◆ **Text der Seite**:

Geduld ist wirklich nicht meine Stärke – weder mit anderen noch mit mir selbst. Aber im Falle meiner beiden Hüft-OP`s habe ich gelernt, dass Ungeduld wirklich gar nichts bringt. Brav bin ich sechs Wochen lang mit meinen Unterarmstützen gegangen, auch wenn andere Mitpatienten schon stolz erzählt haben, dass sie lääääängst ohne gehen. Mein Operateur Dr. Jürgen Radke senior hat das so angeordnet – und daran habe ich mich gehalten. Er hat das mit dem so lange dauernden Heilungsprozess ebenso begründet wie mit dem damit erzielten Langzeiterfolg. Das Implantat braucht einfach Zeit, sich mit dem Körper zu verbinden – und umgekehrt. Schließlich ist so eine Titanhüfte ein Fremdkörper, der erst einmal von seinem Umfeld akzeptiert werden muss.

◆ **Entnommenes Material**:
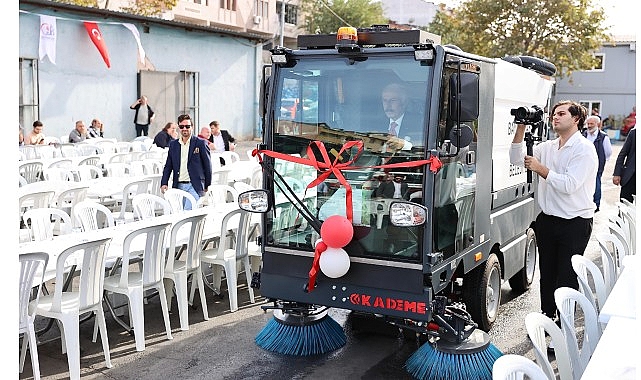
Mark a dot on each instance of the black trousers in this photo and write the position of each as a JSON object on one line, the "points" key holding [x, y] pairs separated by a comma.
{"points": [[558, 240], [629, 188]]}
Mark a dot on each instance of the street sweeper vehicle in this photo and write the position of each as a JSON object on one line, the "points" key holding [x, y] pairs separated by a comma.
{"points": [[387, 189]]}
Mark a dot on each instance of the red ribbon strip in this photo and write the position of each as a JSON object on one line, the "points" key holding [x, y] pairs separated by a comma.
{"points": [[320, 248], [328, 167]]}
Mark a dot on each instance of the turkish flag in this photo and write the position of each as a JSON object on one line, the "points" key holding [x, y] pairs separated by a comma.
{"points": [[98, 40]]}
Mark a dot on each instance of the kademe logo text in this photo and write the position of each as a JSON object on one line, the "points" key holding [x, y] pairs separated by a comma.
{"points": [[387, 303]]}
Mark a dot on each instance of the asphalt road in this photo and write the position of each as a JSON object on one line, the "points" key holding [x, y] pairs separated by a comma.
{"points": [[224, 348]]}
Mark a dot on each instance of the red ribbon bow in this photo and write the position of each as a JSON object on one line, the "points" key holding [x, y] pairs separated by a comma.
{"points": [[328, 167]]}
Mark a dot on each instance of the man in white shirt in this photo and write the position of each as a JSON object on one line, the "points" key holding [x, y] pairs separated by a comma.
{"points": [[603, 148], [567, 167]]}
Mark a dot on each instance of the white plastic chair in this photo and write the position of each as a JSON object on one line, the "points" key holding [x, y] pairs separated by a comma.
{"points": [[154, 185], [147, 206], [566, 300], [21, 181], [31, 171], [217, 194], [46, 151], [91, 160], [91, 216], [133, 284], [178, 199], [123, 146], [225, 258], [58, 174], [141, 168], [230, 157], [86, 172], [257, 177], [585, 268], [67, 199], [32, 269], [621, 229], [612, 253], [69, 150], [220, 175], [43, 221], [628, 213], [107, 146], [177, 271], [515, 367], [67, 306], [61, 163], [118, 169], [130, 190], [88, 149], [537, 325], [30, 152]]}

◆ **Zu erledigende Arbeiten**:
[1] Schreibe den Abschnitt aus dem Text über die Hüftoperationen, beginnend bei „Geduld ist wirklich“ und endend bei „akzeptiert werden muss.“, neu und benenne dabei „Unterarmstützen“ in „Krücken“ um.
[2] Führe den Text über die Hüftoperationen nach seinem letzten Satz weiter.
Das Material stammt aus einer anderen Quelle als der Text.

◆ **Antworten je Aufgabe**:
[1]
Geduld ist wirklich nicht meine Stärke – weder mit anderen noch mit mir selbst. Aber im Falle meiner beiden Hüft-OP`s habe ich gelernt, dass Ungeduld wirklich gar nichts bringt. Brav bin ich sechs Wochen lang mit meinen Krücken gegangen, auch wenn andere Mitpatienten schon stolz erzählt haben, dass sie lääääängst ohne gehen. Mein Operateur Dr. Jürgen Radke senior hat das so angeordnet – und daran habe ich mich gehalten. Er hat das mit dem so lange dauernden Heilungsprozess ebenso begründet wie mit dem damit erzielten Langzeiterfolg. Das Implantat braucht einfach Zeit, sich mit dem Körper zu verbinden – und umgekehrt. Schließlich ist so eine Titanhüfte ein Fremdkörper, der erst einmal von seinem Umfeld akzeptiert werden muss.

[2]
Apropos Unterarmstützen, vulgo Krücken genannt. Es empfiehlt sich, diese schon vorher zu besorgen (auch bei Kassenpatienten aufs Rezept), ergonomisch geformte Griffe zu wählen, um die Handflächen zu schonen, und gegebenenfalls schon mal vorher ein bisschen damit zu trainieren. Natürlich packt einen während der Reha ab und zu der Übermut. Auch ich habe im Zimmer mal einige Schritte ohne Krücken probiert, mich aber dabei immer irgendwo abgestützt. Da ist es ganz praktisch, dass die Einzelzimmer meist relativ klein sind – überall ist eine Wand, ein Tisch oder ein Bett als „Zwischen-Haltestation“. Sobald man sich aber unsicher fühlt, sollte man es wieder lassen.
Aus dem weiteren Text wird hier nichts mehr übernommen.